(Source extract)

By Lynette Cockerell
Gene Beck traded his keys to the door of New Home Cooperative Gin for those of a pickup connected to a travel trailer and set off for the cool pines of Ruidoso, N.M., with his wife and family to begin his retirement on July 1, 2003.
In 1963, Beck, a man with a small family, lost his job with the railroad due to company cutbacks. Recognizing the prosperity of grain elevators on the Texas High Plains, Beck sought and received a job with Producers Grain Corp., a regional grain cooperative in Plainview, Texas.
“I enjoyed working at a regional coop, but I wanted to get more on the producer level,” Beck says. “Even though I knew far more about grain than I did about cotton, I jumped at the chance to accept a bookkeeper position at Littlefield Farmers Cooperative Gin and Elevator in 1966.”
The bookkeeping job at Littlefield Farmers blossomed into a 37-year career in the cotton business. Beck later became the assistant manager at Crosbyton Farmers Coop Gin and eventually managed Hackberry Cooperative Gin, College Avenue Cooperative Gin (now known as Lubbock Cotton Growers) and New Home Cooperative Gin.

(End Source extract)

**Required action A**
Decide whether each statement agrees with the passage about Gene Beck, answering yes or no and quoting the passage's deciding words: (i) Beck lost his railroad job in 1963 because of company cutbacks; (ii) when he took the Littlefield bookkeeper job, Beck knew more about cotton than about grain; (iii) Beck's retirement began on July 1, 2003.
**Required action B**
List every cooperative that the passage about Gene Beck names as a place where Beck worked.
**Required action C**
Continue the passage about Gene Beck's career in cotton ginning from its final sentence.

(Dataset records)

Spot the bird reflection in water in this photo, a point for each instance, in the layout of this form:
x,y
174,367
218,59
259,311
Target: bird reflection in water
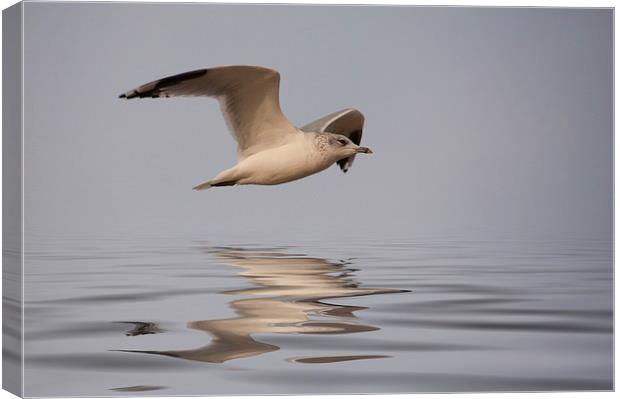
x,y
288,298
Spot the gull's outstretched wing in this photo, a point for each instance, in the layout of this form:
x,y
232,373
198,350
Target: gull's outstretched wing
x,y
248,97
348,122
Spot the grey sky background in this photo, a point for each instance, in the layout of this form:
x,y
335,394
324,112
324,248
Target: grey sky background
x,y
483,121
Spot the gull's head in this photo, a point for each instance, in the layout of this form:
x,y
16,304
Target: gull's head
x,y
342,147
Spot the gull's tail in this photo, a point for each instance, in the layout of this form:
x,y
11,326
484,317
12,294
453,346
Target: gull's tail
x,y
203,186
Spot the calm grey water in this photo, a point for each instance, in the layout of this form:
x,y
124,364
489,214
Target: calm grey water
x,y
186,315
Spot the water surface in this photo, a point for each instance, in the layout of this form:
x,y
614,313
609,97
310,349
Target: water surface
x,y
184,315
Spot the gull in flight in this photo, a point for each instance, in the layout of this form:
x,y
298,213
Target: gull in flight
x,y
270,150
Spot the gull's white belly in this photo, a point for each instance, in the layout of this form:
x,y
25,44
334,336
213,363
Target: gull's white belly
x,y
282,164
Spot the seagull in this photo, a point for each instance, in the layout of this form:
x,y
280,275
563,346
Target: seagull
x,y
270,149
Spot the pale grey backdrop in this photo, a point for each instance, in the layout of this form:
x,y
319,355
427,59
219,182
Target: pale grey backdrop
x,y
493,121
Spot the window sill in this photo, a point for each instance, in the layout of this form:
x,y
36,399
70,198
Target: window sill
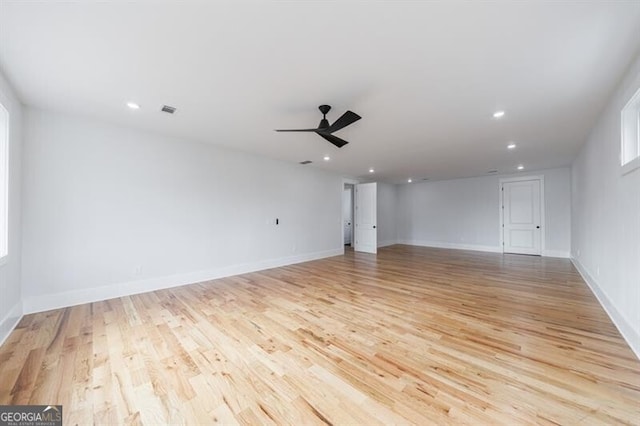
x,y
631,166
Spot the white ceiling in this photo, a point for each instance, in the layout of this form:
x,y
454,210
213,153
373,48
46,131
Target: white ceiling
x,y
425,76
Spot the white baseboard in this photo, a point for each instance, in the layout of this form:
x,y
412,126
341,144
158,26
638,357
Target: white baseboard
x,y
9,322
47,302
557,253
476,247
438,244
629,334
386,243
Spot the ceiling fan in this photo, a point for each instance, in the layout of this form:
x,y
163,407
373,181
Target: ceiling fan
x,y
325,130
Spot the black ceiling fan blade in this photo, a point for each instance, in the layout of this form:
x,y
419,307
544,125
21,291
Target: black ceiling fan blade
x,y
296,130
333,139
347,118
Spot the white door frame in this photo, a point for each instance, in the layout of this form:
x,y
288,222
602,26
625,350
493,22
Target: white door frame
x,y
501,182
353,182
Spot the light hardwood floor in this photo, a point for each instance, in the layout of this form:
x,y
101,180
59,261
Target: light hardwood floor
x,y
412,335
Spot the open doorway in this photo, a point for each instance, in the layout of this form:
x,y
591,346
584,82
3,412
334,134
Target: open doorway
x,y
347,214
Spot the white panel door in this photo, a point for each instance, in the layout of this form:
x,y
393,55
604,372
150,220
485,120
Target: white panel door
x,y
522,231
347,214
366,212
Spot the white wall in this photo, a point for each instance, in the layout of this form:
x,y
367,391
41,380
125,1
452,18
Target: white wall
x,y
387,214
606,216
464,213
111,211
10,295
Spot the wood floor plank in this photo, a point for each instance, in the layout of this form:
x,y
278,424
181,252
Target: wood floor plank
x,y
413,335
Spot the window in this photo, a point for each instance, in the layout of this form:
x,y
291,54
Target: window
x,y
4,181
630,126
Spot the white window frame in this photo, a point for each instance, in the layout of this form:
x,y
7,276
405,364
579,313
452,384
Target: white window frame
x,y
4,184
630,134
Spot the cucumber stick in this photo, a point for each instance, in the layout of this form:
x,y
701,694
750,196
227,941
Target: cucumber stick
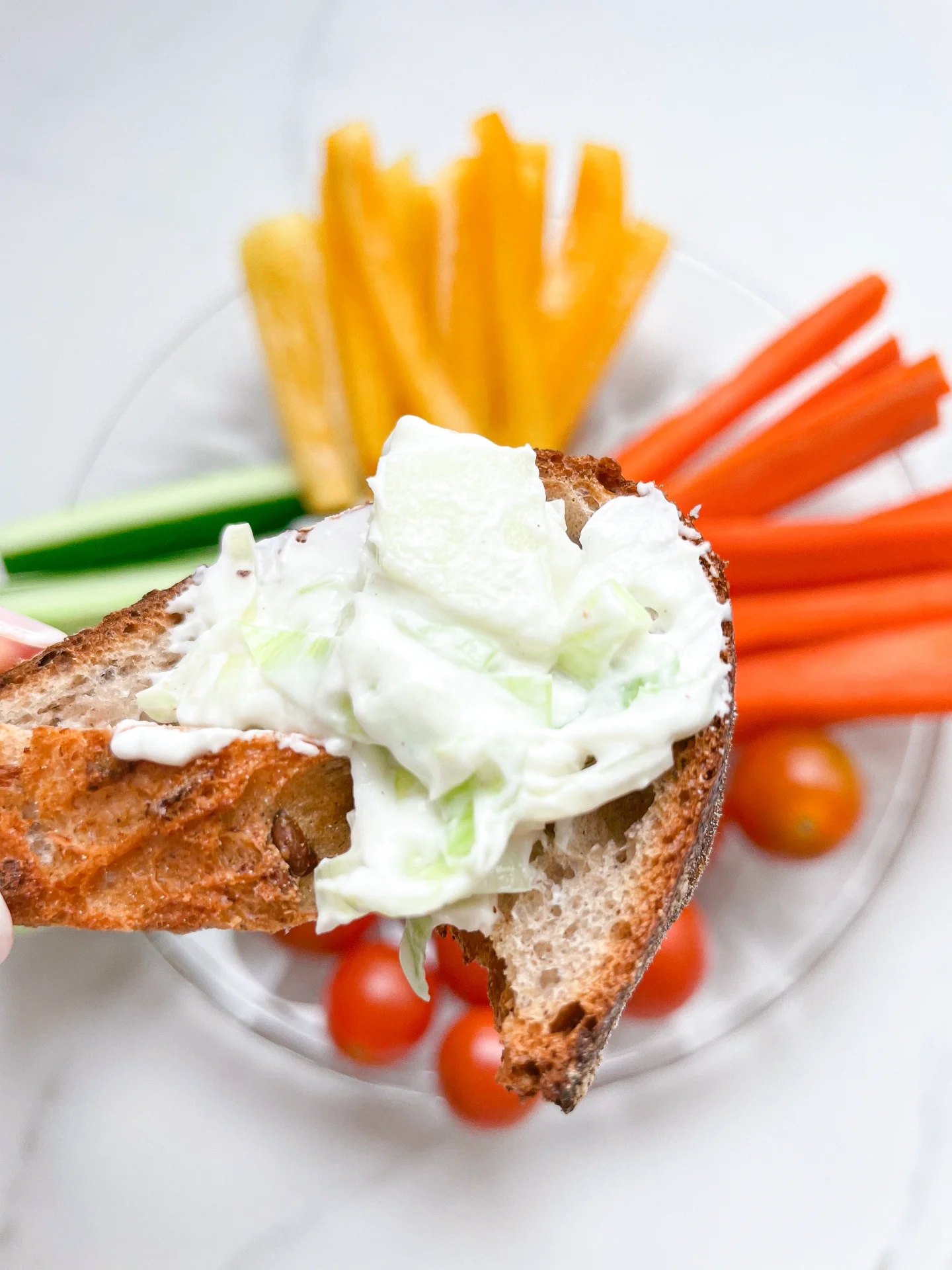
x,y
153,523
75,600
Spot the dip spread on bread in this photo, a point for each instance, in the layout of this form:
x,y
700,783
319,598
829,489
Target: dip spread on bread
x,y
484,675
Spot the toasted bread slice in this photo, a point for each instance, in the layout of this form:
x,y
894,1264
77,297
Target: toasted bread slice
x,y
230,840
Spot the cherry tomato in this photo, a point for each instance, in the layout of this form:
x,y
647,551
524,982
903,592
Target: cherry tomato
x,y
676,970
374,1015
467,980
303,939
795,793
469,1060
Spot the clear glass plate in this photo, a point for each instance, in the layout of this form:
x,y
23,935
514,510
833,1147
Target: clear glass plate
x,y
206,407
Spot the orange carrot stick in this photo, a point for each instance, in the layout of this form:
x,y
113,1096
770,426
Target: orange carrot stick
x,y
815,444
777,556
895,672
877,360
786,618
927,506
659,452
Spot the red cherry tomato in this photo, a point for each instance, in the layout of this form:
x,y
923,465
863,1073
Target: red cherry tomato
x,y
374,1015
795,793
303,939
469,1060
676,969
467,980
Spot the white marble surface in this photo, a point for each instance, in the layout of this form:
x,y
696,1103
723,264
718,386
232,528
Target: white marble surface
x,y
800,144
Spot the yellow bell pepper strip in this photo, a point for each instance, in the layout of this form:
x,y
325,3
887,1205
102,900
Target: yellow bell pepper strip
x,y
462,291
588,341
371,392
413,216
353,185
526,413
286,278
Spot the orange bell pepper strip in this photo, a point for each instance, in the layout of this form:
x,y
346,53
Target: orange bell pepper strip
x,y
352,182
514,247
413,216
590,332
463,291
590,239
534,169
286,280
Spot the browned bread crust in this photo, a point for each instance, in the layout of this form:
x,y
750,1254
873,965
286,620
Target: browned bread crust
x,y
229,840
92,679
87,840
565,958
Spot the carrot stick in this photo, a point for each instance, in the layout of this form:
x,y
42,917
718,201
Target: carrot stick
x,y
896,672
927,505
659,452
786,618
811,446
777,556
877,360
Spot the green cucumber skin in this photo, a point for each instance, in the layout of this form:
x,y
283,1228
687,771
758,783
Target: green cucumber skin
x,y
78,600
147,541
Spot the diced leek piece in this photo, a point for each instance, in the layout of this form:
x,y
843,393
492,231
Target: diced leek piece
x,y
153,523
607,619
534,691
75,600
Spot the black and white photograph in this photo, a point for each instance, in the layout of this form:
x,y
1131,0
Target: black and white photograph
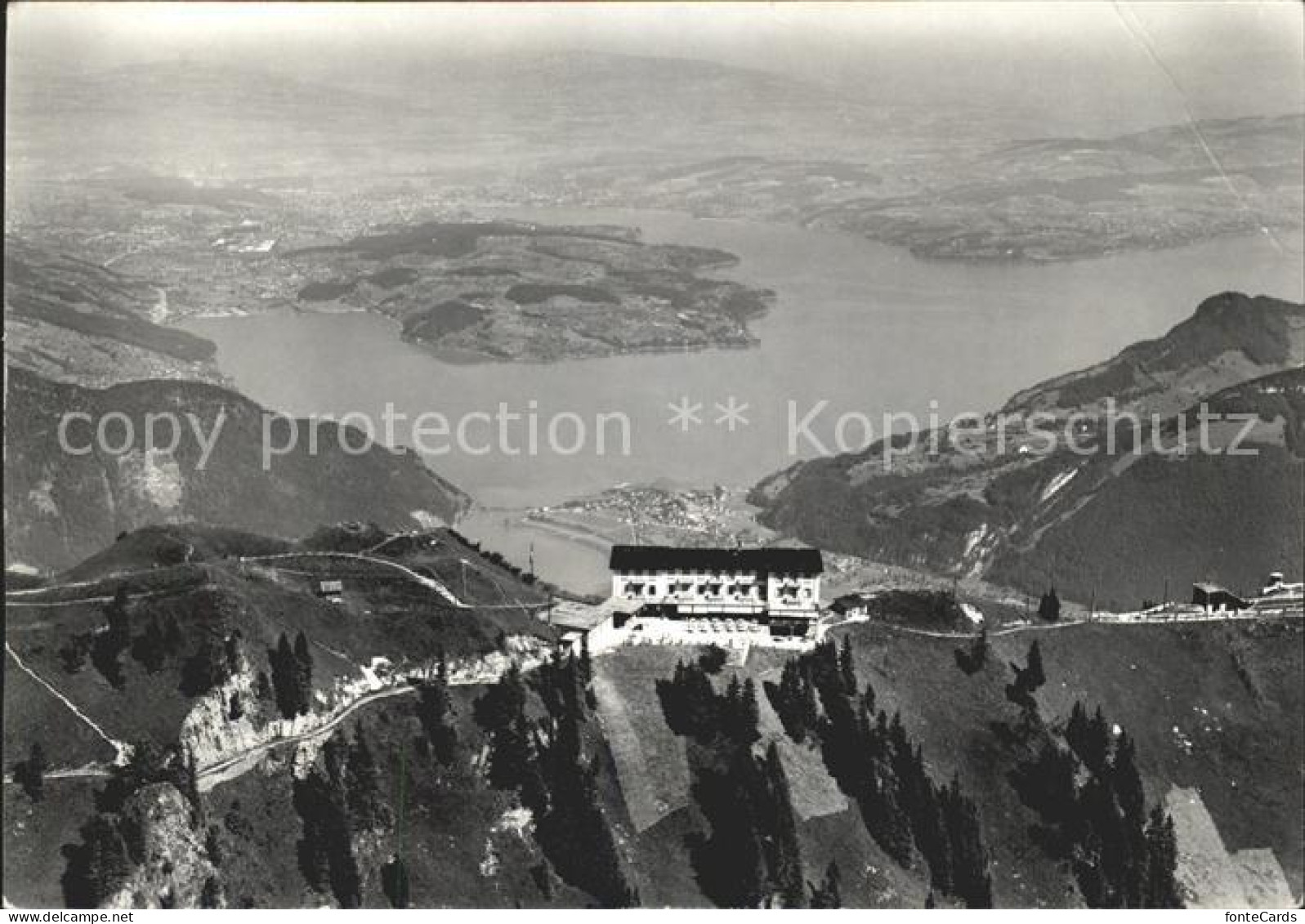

(End Dataset records)
(Dataset records)

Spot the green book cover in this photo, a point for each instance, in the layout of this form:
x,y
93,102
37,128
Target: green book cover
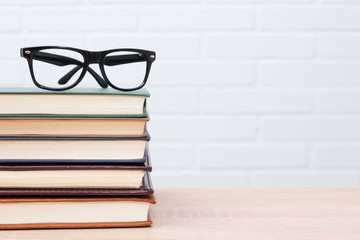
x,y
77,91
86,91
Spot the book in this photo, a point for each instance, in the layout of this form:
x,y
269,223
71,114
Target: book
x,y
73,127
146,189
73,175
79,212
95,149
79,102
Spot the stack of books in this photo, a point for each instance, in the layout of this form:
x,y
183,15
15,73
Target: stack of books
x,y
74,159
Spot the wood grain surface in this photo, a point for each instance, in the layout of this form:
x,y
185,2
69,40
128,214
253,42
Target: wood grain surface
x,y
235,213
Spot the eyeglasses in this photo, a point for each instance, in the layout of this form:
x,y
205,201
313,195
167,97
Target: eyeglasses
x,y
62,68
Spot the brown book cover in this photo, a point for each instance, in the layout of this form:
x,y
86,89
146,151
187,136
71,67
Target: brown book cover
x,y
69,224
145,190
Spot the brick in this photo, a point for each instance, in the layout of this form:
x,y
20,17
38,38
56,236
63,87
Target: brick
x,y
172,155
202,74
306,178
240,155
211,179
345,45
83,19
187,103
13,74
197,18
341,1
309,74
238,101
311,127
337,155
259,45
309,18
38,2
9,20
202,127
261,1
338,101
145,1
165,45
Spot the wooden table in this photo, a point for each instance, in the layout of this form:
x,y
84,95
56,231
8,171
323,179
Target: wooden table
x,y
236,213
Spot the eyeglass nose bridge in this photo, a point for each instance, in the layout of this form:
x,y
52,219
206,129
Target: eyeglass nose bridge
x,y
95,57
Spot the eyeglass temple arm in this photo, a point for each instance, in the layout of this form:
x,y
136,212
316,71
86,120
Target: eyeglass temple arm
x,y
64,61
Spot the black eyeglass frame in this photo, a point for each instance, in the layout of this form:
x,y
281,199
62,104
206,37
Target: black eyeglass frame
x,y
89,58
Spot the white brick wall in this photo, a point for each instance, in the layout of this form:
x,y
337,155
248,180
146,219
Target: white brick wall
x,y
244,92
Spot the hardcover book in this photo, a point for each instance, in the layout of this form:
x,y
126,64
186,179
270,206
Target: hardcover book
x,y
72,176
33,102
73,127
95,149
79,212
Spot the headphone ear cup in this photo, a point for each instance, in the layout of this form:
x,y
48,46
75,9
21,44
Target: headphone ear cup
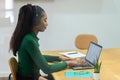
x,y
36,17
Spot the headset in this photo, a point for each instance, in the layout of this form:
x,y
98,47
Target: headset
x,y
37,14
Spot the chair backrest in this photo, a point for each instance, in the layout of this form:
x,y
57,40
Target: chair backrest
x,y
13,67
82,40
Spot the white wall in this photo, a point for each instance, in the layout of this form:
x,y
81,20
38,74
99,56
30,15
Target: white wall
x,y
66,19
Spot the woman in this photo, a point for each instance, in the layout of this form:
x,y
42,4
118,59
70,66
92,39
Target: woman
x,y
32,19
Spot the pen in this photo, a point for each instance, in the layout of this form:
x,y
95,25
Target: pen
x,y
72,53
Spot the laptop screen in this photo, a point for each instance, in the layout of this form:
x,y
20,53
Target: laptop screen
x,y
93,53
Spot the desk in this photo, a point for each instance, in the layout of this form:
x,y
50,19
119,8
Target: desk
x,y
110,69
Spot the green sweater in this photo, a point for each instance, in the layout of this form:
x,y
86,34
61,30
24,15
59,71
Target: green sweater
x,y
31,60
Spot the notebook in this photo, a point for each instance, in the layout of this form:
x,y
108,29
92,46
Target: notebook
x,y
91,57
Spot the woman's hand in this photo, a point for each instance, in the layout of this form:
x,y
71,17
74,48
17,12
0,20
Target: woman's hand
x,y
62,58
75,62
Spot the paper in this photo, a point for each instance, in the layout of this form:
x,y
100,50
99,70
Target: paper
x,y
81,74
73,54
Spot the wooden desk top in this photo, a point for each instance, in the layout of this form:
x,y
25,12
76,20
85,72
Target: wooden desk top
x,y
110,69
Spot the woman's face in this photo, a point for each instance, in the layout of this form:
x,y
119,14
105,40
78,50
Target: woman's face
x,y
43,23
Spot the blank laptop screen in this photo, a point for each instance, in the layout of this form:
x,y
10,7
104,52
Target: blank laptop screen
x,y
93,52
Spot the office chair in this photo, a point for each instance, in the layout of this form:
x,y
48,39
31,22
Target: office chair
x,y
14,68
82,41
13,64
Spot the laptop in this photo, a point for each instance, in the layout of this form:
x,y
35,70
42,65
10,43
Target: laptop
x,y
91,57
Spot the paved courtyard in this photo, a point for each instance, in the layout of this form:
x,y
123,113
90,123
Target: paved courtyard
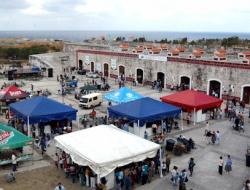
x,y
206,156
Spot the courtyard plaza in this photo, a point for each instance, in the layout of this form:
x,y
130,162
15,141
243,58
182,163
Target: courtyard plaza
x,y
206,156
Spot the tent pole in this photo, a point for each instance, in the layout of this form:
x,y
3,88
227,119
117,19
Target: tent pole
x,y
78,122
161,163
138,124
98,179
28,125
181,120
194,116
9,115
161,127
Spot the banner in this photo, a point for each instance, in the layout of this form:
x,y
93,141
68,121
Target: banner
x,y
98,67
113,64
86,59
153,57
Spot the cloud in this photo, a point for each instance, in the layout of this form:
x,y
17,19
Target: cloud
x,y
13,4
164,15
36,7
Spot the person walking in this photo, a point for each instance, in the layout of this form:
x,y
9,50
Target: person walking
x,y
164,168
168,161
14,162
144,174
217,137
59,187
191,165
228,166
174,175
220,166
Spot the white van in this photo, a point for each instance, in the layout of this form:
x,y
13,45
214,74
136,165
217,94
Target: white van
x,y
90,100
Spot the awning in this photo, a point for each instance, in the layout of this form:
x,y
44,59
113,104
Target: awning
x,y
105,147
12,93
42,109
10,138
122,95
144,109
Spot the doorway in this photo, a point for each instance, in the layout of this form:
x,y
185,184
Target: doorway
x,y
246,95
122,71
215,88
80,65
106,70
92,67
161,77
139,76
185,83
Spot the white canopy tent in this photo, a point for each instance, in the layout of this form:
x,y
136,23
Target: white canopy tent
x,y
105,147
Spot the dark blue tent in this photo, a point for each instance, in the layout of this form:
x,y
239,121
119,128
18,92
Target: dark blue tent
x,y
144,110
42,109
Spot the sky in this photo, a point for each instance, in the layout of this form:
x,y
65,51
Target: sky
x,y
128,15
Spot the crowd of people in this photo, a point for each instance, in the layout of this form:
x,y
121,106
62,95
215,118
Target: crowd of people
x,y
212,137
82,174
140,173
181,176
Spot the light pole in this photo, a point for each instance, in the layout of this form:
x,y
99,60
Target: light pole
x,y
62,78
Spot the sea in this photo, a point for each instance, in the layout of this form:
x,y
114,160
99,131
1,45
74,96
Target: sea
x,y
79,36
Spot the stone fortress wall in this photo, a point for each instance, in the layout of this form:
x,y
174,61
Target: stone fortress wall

(End Dataset records)

**Output A**
(i) Yes: "In 1963, Beck, a man with a small family, lost his job with the railroad due to company cutbacks."
(ii) No: "Even though I knew far more about grain than I did about cotton, I jumped at the chance to accept a bookkeeper position at Littlefield Farmers Cooperative Gin and Elevator in 1966."
(iii) Yes: "to begin his retirement on July 1, 2003."

**Output B**
1. Producers Grain Corp.
2. Littlefield Farmers Cooperative Gin and Elevator
3. Crosbyton Farmers Coop Gin
4. Hackberry Cooperative Gin
5. College Avenue Cooperative Gin (now known as Lubbock Cotton Growers)
6. New Home Cooperative Gin

**Output C**
Over the course of his career, Beck admits he was involved in just about everything that went on in the cotton business. He served as president of Texas Agricultural Cooperative Council (TACC), president of the Texas Cotton Ginners Association, president of Plains Ginners Association, and president of Plains Coop Managers Association. In addition, he was a delegate to the National Cotton Council, on the retirement committee for a retirement plan utilized by area gins and served on the board of Consolidated Bearing.
A job well done rarely goes unnoticed, and Beck’s producers and peers were more than happy to recognize his accomplishments. Beck was named Cooperative Ginner of the Year by TACC in 2003, received the National Ginner of the Year award in 1996 from the National Cotton Ginners Association, and the Texas Ginner of the Year award in 1993 from the Texas Cotton Ginners Association. He credits the friendliness of West Texas people for his happy and successful career in the cotton industry.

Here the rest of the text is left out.